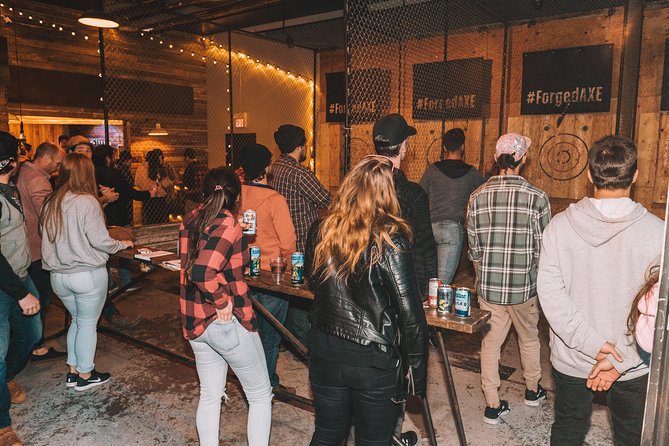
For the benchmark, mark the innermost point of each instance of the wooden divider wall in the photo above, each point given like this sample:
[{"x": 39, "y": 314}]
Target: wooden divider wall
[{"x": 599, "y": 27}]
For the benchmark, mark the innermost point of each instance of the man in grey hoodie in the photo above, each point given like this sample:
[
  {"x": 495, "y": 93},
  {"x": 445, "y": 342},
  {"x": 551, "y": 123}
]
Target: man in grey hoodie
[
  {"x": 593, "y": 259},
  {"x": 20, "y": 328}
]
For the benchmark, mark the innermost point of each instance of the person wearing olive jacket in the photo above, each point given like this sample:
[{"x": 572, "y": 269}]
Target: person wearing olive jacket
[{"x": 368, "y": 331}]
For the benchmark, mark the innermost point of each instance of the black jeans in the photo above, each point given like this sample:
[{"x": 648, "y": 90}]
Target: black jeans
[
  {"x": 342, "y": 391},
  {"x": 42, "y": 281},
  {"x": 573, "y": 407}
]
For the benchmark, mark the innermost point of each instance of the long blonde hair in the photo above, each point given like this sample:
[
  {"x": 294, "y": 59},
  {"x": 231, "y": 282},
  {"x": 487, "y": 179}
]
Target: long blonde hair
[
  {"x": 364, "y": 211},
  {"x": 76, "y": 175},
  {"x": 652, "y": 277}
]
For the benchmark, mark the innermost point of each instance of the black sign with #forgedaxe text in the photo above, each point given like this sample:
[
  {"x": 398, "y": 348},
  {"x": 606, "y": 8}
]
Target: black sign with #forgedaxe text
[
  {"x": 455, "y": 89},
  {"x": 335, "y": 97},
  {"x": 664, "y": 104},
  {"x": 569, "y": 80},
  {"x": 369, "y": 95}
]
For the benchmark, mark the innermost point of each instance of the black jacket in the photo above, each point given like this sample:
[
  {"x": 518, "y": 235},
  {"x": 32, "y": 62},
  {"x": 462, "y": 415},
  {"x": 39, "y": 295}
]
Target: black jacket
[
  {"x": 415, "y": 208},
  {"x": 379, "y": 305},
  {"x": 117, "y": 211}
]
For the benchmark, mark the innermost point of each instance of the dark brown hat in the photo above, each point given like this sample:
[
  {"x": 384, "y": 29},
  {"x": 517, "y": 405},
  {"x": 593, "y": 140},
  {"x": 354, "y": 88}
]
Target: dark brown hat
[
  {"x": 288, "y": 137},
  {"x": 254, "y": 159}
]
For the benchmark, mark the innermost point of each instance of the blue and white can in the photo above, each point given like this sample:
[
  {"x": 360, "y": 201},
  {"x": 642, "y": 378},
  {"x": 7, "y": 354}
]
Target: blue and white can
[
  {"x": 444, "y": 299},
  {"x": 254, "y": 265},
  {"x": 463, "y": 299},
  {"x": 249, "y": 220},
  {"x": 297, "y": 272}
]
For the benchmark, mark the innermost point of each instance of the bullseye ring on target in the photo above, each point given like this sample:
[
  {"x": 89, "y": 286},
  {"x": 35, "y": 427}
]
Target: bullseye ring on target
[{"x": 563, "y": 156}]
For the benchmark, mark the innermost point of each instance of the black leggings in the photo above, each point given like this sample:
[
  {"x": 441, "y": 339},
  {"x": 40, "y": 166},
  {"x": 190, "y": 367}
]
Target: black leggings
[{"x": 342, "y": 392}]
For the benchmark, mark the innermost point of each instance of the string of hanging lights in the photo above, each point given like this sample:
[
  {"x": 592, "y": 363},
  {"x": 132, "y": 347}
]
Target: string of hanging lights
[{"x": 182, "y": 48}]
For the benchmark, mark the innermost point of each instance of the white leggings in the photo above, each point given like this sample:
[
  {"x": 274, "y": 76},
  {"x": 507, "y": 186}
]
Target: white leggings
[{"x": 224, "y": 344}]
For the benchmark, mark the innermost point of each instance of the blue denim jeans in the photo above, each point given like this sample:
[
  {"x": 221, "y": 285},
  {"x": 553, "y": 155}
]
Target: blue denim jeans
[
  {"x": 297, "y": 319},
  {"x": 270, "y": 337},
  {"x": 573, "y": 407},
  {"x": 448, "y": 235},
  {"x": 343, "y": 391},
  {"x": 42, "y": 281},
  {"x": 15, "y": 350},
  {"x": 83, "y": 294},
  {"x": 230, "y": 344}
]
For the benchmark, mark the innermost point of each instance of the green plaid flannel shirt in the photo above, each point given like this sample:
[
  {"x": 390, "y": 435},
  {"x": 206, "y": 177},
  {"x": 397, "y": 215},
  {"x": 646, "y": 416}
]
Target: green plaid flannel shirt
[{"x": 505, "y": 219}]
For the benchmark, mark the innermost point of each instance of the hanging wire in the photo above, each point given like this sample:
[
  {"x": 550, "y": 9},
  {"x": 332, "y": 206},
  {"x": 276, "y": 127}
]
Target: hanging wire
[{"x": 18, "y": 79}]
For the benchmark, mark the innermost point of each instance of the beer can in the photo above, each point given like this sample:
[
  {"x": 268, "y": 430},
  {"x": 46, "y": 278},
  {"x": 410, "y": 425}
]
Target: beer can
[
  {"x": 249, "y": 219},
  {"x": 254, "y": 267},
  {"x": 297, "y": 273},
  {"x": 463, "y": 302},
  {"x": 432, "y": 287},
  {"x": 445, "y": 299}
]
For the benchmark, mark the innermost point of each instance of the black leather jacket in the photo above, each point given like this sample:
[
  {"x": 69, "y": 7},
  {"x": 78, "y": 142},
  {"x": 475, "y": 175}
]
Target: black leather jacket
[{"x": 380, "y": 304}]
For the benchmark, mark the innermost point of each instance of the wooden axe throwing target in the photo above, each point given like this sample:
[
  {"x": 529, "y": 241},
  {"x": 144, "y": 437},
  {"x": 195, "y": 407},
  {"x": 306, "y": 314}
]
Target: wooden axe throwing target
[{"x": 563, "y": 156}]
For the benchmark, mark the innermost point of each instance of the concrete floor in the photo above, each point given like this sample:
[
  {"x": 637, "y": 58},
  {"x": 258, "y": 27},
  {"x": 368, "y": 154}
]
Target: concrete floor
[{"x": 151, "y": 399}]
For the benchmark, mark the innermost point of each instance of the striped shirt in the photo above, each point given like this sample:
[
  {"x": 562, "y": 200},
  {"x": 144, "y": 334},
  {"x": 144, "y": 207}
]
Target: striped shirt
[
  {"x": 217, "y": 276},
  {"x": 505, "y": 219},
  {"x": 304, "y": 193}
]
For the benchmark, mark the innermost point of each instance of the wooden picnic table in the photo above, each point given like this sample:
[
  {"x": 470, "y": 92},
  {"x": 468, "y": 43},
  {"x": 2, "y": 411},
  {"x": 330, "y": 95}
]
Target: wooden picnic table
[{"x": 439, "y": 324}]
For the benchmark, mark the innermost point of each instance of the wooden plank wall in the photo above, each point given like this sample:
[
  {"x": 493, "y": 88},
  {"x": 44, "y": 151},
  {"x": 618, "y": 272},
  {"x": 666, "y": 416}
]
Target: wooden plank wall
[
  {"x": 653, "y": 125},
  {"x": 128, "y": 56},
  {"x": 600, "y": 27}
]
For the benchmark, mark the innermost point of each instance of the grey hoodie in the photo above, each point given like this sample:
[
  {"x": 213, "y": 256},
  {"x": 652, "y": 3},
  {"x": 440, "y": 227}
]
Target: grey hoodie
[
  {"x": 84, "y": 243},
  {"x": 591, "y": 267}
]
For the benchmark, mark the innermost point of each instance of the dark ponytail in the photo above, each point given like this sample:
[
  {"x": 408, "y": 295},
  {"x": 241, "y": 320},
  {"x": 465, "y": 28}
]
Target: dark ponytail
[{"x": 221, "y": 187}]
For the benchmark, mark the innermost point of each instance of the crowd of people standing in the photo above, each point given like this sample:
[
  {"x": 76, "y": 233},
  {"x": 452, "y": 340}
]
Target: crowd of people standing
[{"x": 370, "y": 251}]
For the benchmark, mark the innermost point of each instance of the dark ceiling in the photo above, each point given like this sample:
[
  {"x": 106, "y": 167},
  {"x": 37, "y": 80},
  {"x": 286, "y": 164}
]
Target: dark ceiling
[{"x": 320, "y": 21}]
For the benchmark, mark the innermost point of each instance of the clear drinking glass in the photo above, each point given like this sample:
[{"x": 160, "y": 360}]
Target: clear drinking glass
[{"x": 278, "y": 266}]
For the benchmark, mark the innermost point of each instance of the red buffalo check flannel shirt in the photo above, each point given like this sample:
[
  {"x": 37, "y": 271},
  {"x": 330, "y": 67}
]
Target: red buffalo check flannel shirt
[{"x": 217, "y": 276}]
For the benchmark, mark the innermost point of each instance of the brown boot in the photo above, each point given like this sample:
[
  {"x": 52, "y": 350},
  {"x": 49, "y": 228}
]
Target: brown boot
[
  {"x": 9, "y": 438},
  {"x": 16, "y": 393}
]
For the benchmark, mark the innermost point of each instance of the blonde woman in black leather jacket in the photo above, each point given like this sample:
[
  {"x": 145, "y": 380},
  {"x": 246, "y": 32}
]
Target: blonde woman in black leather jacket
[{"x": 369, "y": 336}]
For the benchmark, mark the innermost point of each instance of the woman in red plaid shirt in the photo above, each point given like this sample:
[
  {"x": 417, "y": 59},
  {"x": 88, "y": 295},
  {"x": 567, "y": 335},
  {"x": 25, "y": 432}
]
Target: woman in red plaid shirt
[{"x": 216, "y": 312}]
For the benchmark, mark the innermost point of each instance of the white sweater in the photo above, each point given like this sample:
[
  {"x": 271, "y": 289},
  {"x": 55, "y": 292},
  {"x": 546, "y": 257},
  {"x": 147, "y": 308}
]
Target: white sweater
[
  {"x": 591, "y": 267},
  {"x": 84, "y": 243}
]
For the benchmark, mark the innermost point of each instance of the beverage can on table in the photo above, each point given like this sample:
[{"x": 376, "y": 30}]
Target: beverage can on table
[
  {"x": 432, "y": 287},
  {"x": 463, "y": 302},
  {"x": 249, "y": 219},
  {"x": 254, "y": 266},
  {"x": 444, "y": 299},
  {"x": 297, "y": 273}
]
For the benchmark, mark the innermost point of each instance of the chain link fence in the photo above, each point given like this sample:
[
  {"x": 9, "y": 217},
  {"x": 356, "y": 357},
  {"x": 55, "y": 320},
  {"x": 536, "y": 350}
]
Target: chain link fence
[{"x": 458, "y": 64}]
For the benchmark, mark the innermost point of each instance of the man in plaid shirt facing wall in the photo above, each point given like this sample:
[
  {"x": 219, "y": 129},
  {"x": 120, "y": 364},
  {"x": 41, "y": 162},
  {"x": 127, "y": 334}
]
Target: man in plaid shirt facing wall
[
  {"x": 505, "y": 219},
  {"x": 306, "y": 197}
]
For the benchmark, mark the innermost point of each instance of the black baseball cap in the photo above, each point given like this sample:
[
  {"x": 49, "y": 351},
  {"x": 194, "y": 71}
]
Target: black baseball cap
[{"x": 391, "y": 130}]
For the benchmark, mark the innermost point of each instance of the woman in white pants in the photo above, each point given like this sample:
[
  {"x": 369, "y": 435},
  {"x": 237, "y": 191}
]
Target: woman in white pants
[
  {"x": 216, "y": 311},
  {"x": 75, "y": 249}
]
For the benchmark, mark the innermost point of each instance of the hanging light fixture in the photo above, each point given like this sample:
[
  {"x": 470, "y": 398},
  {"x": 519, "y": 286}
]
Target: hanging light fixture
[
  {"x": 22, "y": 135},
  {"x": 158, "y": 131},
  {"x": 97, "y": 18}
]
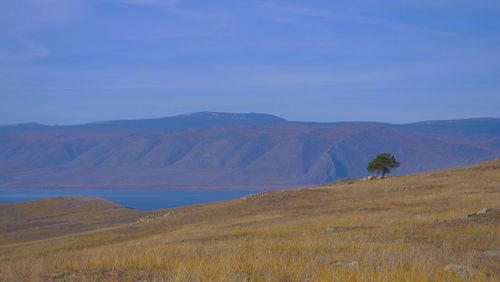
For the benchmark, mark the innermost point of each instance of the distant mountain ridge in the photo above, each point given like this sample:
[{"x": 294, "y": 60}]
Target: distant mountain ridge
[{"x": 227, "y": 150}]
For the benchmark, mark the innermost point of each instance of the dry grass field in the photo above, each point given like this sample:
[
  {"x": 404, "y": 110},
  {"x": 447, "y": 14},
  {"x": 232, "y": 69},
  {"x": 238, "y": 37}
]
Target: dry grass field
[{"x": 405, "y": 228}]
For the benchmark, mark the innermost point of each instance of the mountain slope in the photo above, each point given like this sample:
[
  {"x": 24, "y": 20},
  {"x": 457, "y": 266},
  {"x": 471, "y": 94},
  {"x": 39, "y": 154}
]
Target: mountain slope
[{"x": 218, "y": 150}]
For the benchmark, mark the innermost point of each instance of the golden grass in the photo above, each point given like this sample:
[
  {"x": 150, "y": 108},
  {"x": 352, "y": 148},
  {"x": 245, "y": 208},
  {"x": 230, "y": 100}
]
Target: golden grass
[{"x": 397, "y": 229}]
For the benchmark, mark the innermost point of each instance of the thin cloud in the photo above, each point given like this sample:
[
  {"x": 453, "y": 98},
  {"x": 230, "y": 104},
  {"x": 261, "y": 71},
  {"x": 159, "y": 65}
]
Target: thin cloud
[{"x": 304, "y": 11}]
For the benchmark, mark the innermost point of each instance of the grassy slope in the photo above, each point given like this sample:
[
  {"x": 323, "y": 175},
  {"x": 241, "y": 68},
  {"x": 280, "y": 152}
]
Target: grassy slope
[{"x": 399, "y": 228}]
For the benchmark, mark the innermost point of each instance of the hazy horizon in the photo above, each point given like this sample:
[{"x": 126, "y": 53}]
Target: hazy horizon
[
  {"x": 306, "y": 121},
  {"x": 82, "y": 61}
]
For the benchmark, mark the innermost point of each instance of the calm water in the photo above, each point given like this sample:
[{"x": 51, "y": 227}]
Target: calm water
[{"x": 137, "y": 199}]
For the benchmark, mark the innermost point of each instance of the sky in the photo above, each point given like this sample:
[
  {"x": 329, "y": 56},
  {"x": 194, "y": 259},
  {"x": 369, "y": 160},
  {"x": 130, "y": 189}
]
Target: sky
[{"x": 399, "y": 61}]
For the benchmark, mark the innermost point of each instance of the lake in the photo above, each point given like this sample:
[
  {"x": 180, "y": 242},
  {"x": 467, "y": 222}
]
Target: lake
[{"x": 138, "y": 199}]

──────────

[To do] Copy exactly the lines of the listing above, beginning at the line with "of the calm" and ending at its final line; write out nothing else.

[Solution below]
For the benchmark, mark the innermost point of each instance of the calm water in the photo above, each point given like this sample:
[{"x": 51, "y": 227}]
Target: calm water
[{"x": 137, "y": 199}]
For the benchmark, mark the innermost point of each instance of the sky in the photo above, each point given like this sample:
[
  {"x": 329, "y": 56},
  {"x": 194, "y": 259},
  {"x": 369, "y": 160},
  {"x": 130, "y": 189}
]
Target: sky
[{"x": 399, "y": 61}]
For the benchmark, mark the innermost point of each instance of the lake in the photo above, each point given like this sample:
[
  {"x": 180, "y": 242},
  {"x": 467, "y": 222}
]
Target: lake
[{"x": 138, "y": 199}]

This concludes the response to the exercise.